*** Opening PROVIDED MATERIAL ***
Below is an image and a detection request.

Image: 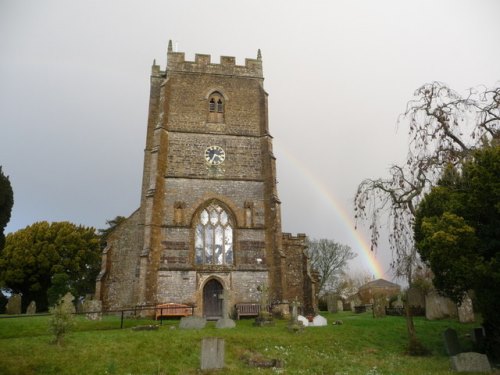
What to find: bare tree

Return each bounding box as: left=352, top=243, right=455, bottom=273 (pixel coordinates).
left=307, top=238, right=356, bottom=296
left=354, top=82, right=499, bottom=353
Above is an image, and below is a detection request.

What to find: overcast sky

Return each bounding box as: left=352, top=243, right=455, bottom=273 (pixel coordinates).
left=1, top=0, right=499, bottom=280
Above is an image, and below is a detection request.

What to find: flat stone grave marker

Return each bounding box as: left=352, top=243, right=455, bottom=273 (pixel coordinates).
left=201, top=337, right=224, bottom=370
left=450, top=352, right=491, bottom=372
left=179, top=316, right=206, bottom=330
left=443, top=328, right=461, bottom=356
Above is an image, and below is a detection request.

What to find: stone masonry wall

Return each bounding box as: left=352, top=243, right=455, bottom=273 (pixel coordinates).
left=99, top=209, right=144, bottom=310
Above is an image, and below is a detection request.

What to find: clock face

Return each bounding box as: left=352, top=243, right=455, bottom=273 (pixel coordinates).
left=204, top=145, right=226, bottom=165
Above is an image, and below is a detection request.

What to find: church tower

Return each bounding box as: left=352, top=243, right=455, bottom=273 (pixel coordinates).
left=96, top=42, right=317, bottom=318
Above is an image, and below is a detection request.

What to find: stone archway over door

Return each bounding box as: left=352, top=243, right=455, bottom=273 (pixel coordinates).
left=203, top=279, right=223, bottom=320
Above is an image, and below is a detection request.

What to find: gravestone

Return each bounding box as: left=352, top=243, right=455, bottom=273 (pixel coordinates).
left=26, top=301, right=36, bottom=315
left=216, top=289, right=235, bottom=329
left=426, top=291, right=457, bottom=320
left=326, top=294, right=337, bottom=313
left=336, top=300, right=344, bottom=312
left=372, top=295, right=387, bottom=318
left=349, top=300, right=356, bottom=312
left=443, top=328, right=461, bottom=356
left=5, top=294, right=22, bottom=315
left=201, top=337, right=225, bottom=370
left=471, top=327, right=486, bottom=353
left=457, top=295, right=474, bottom=323
left=83, top=299, right=102, bottom=321
left=450, top=352, right=491, bottom=372
left=312, top=314, right=327, bottom=327
left=60, top=293, right=76, bottom=314
left=179, top=316, right=206, bottom=330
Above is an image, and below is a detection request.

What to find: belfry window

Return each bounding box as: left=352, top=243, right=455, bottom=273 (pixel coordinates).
left=207, top=92, right=224, bottom=123
left=195, top=203, right=233, bottom=265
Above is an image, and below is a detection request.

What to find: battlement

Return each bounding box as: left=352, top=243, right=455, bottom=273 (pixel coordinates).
left=155, top=40, right=263, bottom=78
left=282, top=233, right=308, bottom=242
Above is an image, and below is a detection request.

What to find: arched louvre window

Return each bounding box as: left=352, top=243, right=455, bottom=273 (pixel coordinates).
left=195, top=203, right=233, bottom=265
left=207, top=92, right=224, bottom=123
left=209, top=98, right=216, bottom=112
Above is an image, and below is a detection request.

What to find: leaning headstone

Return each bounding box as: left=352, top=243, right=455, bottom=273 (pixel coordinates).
left=179, top=316, right=207, bottom=330
left=443, top=328, right=461, bottom=356
left=457, top=295, right=474, bottom=323
left=312, top=314, right=327, bottom=327
left=83, top=299, right=102, bottom=321
left=26, top=301, right=36, bottom=315
left=450, top=352, right=492, bottom=372
left=201, top=337, right=225, bottom=370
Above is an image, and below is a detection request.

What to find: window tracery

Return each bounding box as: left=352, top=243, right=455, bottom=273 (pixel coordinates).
left=195, top=203, right=233, bottom=265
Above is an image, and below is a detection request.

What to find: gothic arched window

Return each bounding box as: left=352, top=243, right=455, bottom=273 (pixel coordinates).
left=207, top=92, right=224, bottom=123
left=195, top=203, right=233, bottom=265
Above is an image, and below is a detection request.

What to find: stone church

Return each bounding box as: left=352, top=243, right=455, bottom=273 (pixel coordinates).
left=95, top=41, right=317, bottom=318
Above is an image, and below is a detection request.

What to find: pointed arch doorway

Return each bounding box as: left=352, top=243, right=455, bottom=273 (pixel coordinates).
left=203, top=279, right=223, bottom=320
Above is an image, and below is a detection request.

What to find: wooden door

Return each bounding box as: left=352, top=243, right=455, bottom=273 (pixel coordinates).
left=203, top=279, right=223, bottom=320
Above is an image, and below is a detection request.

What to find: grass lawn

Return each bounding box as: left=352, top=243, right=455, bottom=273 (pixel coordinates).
left=0, top=311, right=488, bottom=375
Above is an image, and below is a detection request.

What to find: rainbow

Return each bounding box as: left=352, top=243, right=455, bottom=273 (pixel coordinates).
left=275, top=142, right=387, bottom=280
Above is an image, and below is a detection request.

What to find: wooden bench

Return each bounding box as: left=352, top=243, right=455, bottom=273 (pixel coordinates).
left=235, top=303, right=261, bottom=320
left=155, top=303, right=193, bottom=320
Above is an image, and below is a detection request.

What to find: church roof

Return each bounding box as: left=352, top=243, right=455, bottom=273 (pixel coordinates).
left=359, top=278, right=400, bottom=290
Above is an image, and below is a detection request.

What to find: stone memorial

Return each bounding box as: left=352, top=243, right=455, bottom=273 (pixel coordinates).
left=83, top=299, right=102, bottom=321
left=312, top=314, right=327, bottom=327
left=372, top=294, right=387, bottom=318
left=325, top=293, right=337, bottom=313
left=426, top=291, right=457, bottom=320
left=336, top=300, right=344, bottom=312
left=6, top=294, right=22, bottom=315
left=201, top=337, right=225, bottom=370
left=457, top=295, right=474, bottom=323
left=443, top=328, right=461, bottom=356
left=216, top=290, right=235, bottom=329
left=450, top=352, right=491, bottom=372
left=179, top=316, right=207, bottom=330
left=60, top=292, right=76, bottom=313
left=471, top=327, right=486, bottom=353
left=26, top=301, right=36, bottom=315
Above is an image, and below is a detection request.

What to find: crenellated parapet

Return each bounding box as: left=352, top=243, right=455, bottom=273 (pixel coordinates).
left=151, top=40, right=263, bottom=79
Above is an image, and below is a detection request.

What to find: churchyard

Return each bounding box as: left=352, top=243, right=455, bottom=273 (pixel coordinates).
left=0, top=310, right=489, bottom=375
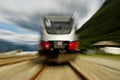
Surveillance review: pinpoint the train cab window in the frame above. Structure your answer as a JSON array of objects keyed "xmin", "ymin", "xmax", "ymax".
[{"xmin": 44, "ymin": 19, "xmax": 73, "ymax": 34}]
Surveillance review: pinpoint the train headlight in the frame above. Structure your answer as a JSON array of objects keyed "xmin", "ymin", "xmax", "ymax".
[
  {"xmin": 69, "ymin": 42, "xmax": 78, "ymax": 51},
  {"xmin": 41, "ymin": 42, "xmax": 50, "ymax": 50}
]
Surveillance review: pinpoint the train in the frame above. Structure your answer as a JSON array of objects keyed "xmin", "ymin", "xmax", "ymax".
[{"xmin": 39, "ymin": 15, "xmax": 79, "ymax": 63}]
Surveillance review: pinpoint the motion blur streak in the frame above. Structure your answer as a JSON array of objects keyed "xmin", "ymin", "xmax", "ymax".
[
  {"xmin": 0, "ymin": 0, "xmax": 105, "ymax": 32},
  {"xmin": 0, "ymin": 30, "xmax": 40, "ymax": 45}
]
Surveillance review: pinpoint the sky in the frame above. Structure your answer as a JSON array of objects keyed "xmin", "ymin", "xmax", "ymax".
[{"xmin": 0, "ymin": 0, "xmax": 105, "ymax": 45}]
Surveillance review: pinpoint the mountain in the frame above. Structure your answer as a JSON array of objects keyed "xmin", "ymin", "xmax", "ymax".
[
  {"xmin": 76, "ymin": 0, "xmax": 120, "ymax": 49},
  {"xmin": 0, "ymin": 40, "xmax": 39, "ymax": 52}
]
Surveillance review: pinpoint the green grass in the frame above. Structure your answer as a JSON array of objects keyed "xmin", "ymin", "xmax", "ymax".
[{"xmin": 77, "ymin": 0, "xmax": 120, "ymax": 49}]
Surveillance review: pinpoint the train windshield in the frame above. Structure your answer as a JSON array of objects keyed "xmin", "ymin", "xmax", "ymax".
[{"xmin": 44, "ymin": 20, "xmax": 73, "ymax": 34}]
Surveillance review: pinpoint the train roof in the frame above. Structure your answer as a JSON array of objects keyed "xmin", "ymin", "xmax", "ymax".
[{"xmin": 44, "ymin": 15, "xmax": 73, "ymax": 22}]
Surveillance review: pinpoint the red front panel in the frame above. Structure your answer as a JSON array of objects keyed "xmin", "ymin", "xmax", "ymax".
[
  {"xmin": 41, "ymin": 42, "xmax": 50, "ymax": 50},
  {"xmin": 68, "ymin": 42, "xmax": 78, "ymax": 51}
]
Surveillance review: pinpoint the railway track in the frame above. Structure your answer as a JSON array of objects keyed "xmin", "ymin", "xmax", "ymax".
[
  {"xmin": 0, "ymin": 54, "xmax": 119, "ymax": 80},
  {"xmin": 30, "ymin": 64, "xmax": 47, "ymax": 80},
  {"xmin": 0, "ymin": 55, "xmax": 88, "ymax": 80},
  {"xmin": 69, "ymin": 62, "xmax": 88, "ymax": 80},
  {"xmin": 29, "ymin": 62, "xmax": 87, "ymax": 80}
]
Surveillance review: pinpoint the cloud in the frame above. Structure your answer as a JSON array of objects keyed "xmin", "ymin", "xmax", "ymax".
[
  {"xmin": 0, "ymin": 0, "xmax": 106, "ymax": 32},
  {"xmin": 0, "ymin": 29, "xmax": 40, "ymax": 45}
]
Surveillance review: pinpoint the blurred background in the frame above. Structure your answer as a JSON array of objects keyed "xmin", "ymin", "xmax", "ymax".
[
  {"xmin": 0, "ymin": 1, "xmax": 120, "ymax": 80},
  {"xmin": 0, "ymin": 0, "xmax": 105, "ymax": 52},
  {"xmin": 0, "ymin": 0, "xmax": 120, "ymax": 55}
]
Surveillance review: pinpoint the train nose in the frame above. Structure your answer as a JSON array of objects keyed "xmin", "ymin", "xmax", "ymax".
[{"xmin": 54, "ymin": 41, "xmax": 65, "ymax": 49}]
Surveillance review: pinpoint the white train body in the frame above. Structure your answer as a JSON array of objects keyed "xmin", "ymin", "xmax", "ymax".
[{"xmin": 40, "ymin": 15, "xmax": 78, "ymax": 53}]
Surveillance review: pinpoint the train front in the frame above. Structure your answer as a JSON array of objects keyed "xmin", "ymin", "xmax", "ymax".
[{"xmin": 39, "ymin": 15, "xmax": 79, "ymax": 63}]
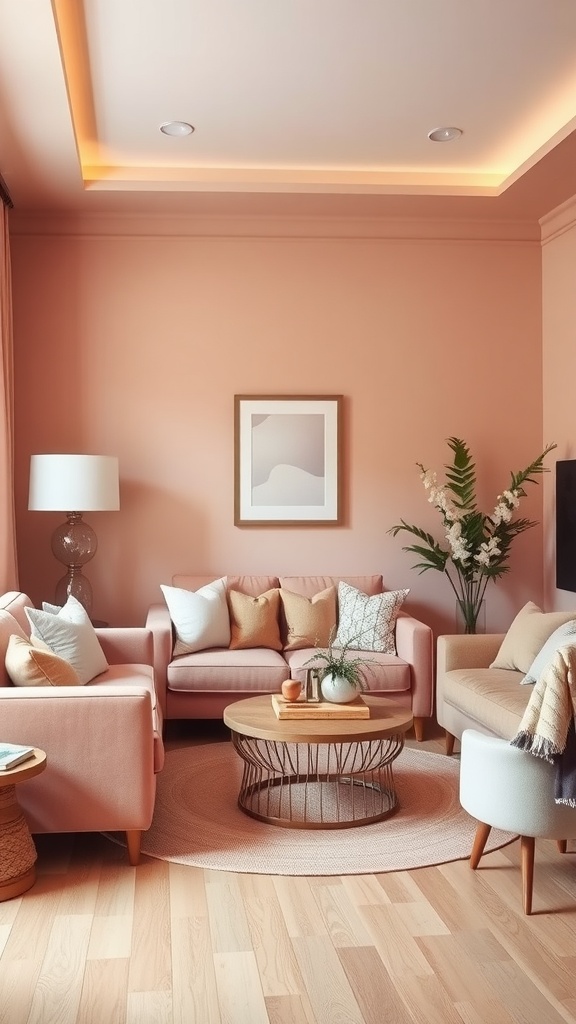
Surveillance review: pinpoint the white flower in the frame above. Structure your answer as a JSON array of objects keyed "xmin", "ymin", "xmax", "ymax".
[
  {"xmin": 420, "ymin": 470, "xmax": 437, "ymax": 490},
  {"xmin": 427, "ymin": 483, "xmax": 462, "ymax": 523},
  {"xmin": 490, "ymin": 501, "xmax": 513, "ymax": 526},
  {"xmin": 446, "ymin": 522, "xmax": 471, "ymax": 563},
  {"xmin": 475, "ymin": 536, "xmax": 501, "ymax": 566},
  {"xmin": 502, "ymin": 489, "xmax": 520, "ymax": 508}
]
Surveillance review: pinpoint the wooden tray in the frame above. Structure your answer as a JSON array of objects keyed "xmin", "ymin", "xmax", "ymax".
[{"xmin": 271, "ymin": 694, "xmax": 370, "ymax": 720}]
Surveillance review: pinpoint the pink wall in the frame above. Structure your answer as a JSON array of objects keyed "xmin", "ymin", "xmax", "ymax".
[
  {"xmin": 11, "ymin": 216, "xmax": 545, "ymax": 631},
  {"xmin": 541, "ymin": 198, "xmax": 576, "ymax": 611}
]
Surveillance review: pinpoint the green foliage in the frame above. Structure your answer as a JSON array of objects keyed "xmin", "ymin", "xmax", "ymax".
[
  {"xmin": 303, "ymin": 629, "xmax": 378, "ymax": 691},
  {"xmin": 389, "ymin": 438, "xmax": 557, "ymax": 631}
]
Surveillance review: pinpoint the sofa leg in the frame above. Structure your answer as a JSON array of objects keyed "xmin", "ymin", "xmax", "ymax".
[
  {"xmin": 126, "ymin": 829, "xmax": 142, "ymax": 866},
  {"xmin": 445, "ymin": 731, "xmax": 456, "ymax": 756},
  {"xmin": 557, "ymin": 839, "xmax": 568, "ymax": 854},
  {"xmin": 412, "ymin": 717, "xmax": 425, "ymax": 742}
]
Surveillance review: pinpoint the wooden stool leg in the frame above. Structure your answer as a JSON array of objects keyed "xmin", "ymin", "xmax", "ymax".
[
  {"xmin": 445, "ymin": 731, "xmax": 456, "ymax": 756},
  {"xmin": 470, "ymin": 821, "xmax": 492, "ymax": 869},
  {"xmin": 521, "ymin": 835, "xmax": 535, "ymax": 915}
]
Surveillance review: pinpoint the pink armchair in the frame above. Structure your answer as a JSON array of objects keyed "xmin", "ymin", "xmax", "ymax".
[{"xmin": 0, "ymin": 592, "xmax": 164, "ymax": 865}]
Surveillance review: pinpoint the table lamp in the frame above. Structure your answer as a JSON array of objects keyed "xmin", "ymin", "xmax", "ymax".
[{"xmin": 28, "ymin": 454, "xmax": 120, "ymax": 615}]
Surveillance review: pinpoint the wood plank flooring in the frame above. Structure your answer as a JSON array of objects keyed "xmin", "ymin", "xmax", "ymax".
[{"xmin": 1, "ymin": 720, "xmax": 575, "ymax": 1024}]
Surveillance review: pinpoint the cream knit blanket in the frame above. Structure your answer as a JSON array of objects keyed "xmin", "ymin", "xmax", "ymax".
[{"xmin": 511, "ymin": 644, "xmax": 576, "ymax": 807}]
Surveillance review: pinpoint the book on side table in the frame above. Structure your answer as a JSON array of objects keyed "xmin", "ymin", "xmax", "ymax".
[
  {"xmin": 0, "ymin": 743, "xmax": 36, "ymax": 771},
  {"xmin": 271, "ymin": 694, "xmax": 370, "ymax": 720}
]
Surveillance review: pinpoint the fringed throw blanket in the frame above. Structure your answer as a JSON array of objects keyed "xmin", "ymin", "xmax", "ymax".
[{"xmin": 511, "ymin": 644, "xmax": 576, "ymax": 807}]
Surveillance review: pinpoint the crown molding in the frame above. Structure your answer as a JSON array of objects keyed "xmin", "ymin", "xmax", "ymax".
[
  {"xmin": 540, "ymin": 193, "xmax": 576, "ymax": 245},
  {"xmin": 8, "ymin": 210, "xmax": 541, "ymax": 243}
]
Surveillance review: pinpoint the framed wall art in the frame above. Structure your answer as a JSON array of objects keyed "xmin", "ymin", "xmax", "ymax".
[{"xmin": 234, "ymin": 395, "xmax": 343, "ymax": 526}]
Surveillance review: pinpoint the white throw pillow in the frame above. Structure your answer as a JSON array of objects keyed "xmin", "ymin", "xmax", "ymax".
[
  {"xmin": 161, "ymin": 578, "xmax": 231, "ymax": 655},
  {"xmin": 25, "ymin": 594, "xmax": 108, "ymax": 685},
  {"xmin": 334, "ymin": 581, "xmax": 409, "ymax": 655},
  {"xmin": 521, "ymin": 619, "xmax": 576, "ymax": 684}
]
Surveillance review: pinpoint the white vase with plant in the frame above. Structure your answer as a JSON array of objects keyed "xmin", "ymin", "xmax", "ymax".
[
  {"xmin": 389, "ymin": 437, "xmax": 556, "ymax": 634},
  {"xmin": 304, "ymin": 630, "xmax": 376, "ymax": 703}
]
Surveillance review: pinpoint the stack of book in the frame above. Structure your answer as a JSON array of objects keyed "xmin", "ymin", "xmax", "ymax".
[{"xmin": 0, "ymin": 743, "xmax": 35, "ymax": 771}]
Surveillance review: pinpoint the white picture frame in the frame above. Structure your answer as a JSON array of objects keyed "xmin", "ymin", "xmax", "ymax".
[{"xmin": 234, "ymin": 395, "xmax": 343, "ymax": 526}]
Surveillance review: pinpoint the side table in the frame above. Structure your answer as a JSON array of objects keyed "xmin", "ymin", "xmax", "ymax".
[{"xmin": 0, "ymin": 749, "xmax": 47, "ymax": 901}]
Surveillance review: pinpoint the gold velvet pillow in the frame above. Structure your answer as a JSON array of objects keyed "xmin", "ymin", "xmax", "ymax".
[
  {"xmin": 227, "ymin": 588, "xmax": 282, "ymax": 651},
  {"xmin": 5, "ymin": 633, "xmax": 82, "ymax": 687},
  {"xmin": 279, "ymin": 586, "xmax": 337, "ymax": 650},
  {"xmin": 490, "ymin": 601, "xmax": 576, "ymax": 674}
]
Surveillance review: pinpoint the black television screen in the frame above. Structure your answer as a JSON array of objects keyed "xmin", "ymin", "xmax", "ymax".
[{"xmin": 556, "ymin": 459, "xmax": 576, "ymax": 592}]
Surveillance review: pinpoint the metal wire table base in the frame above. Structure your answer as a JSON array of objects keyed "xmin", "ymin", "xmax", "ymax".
[{"xmin": 231, "ymin": 732, "xmax": 405, "ymax": 829}]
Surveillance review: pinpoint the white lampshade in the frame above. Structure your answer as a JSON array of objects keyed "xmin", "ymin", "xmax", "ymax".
[{"xmin": 28, "ymin": 454, "xmax": 120, "ymax": 512}]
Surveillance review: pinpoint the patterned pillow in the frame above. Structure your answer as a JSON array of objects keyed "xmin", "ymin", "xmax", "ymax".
[
  {"xmin": 228, "ymin": 588, "xmax": 282, "ymax": 651},
  {"xmin": 279, "ymin": 586, "xmax": 337, "ymax": 651},
  {"xmin": 334, "ymin": 582, "xmax": 409, "ymax": 654}
]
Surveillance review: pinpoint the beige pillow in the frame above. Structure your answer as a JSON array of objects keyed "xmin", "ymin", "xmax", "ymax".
[
  {"xmin": 280, "ymin": 586, "xmax": 337, "ymax": 650},
  {"xmin": 228, "ymin": 588, "xmax": 282, "ymax": 651},
  {"xmin": 490, "ymin": 601, "xmax": 576, "ymax": 674},
  {"xmin": 5, "ymin": 633, "xmax": 82, "ymax": 687}
]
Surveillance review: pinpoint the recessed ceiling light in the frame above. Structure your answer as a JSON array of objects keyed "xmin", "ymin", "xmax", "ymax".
[
  {"xmin": 159, "ymin": 121, "xmax": 195, "ymax": 137},
  {"xmin": 427, "ymin": 126, "xmax": 462, "ymax": 143}
]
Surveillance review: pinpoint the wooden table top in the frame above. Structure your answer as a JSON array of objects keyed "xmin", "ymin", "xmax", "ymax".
[
  {"xmin": 0, "ymin": 749, "xmax": 47, "ymax": 787},
  {"xmin": 223, "ymin": 695, "xmax": 413, "ymax": 744}
]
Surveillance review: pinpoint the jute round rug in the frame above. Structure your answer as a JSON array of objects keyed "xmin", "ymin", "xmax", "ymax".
[{"xmin": 115, "ymin": 742, "xmax": 516, "ymax": 875}]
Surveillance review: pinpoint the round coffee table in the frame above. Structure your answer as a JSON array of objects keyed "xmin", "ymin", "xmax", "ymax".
[
  {"xmin": 0, "ymin": 749, "xmax": 47, "ymax": 901},
  {"xmin": 223, "ymin": 695, "xmax": 413, "ymax": 829}
]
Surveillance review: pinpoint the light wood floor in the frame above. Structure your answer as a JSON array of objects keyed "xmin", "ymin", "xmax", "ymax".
[{"xmin": 1, "ymin": 719, "xmax": 576, "ymax": 1024}]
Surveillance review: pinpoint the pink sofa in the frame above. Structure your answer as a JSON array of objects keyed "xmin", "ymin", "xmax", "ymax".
[
  {"xmin": 147, "ymin": 574, "xmax": 434, "ymax": 740},
  {"xmin": 0, "ymin": 591, "xmax": 164, "ymax": 865}
]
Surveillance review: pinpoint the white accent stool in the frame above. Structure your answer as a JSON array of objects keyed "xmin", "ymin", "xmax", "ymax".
[{"xmin": 459, "ymin": 728, "xmax": 576, "ymax": 914}]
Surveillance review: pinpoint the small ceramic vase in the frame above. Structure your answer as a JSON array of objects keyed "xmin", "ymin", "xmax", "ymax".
[
  {"xmin": 320, "ymin": 674, "xmax": 359, "ymax": 704},
  {"xmin": 281, "ymin": 679, "xmax": 302, "ymax": 702}
]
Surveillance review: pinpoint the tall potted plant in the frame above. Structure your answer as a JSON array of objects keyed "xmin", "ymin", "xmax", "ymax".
[{"xmin": 389, "ymin": 438, "xmax": 556, "ymax": 633}]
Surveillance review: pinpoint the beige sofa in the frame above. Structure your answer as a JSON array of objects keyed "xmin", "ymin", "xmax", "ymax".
[
  {"xmin": 147, "ymin": 573, "xmax": 434, "ymax": 740},
  {"xmin": 436, "ymin": 632, "xmax": 527, "ymax": 753},
  {"xmin": 0, "ymin": 591, "xmax": 164, "ymax": 864},
  {"xmin": 437, "ymin": 603, "xmax": 576, "ymax": 754}
]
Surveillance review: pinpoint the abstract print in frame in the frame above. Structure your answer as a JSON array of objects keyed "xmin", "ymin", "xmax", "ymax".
[{"xmin": 234, "ymin": 395, "xmax": 343, "ymax": 526}]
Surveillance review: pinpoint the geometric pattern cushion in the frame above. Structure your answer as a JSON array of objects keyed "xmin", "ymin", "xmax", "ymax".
[
  {"xmin": 334, "ymin": 582, "xmax": 409, "ymax": 654},
  {"xmin": 279, "ymin": 586, "xmax": 337, "ymax": 651}
]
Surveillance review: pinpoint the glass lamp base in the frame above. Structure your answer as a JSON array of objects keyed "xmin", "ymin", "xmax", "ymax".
[
  {"xmin": 55, "ymin": 571, "xmax": 93, "ymax": 615},
  {"xmin": 51, "ymin": 513, "xmax": 97, "ymax": 616}
]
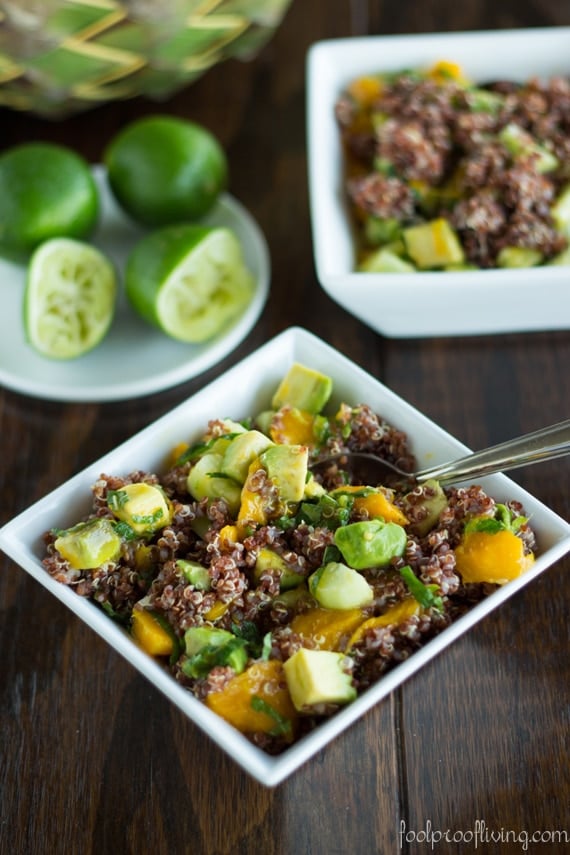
*** Closing PROVIDED MATERIAL ***
## TASK OBJECTIVE
Apply a filter for "arched" to the entries and show each line that passes.

## OUTPUT BELOW
What to find: arched louvre window
What to find: gothic arched window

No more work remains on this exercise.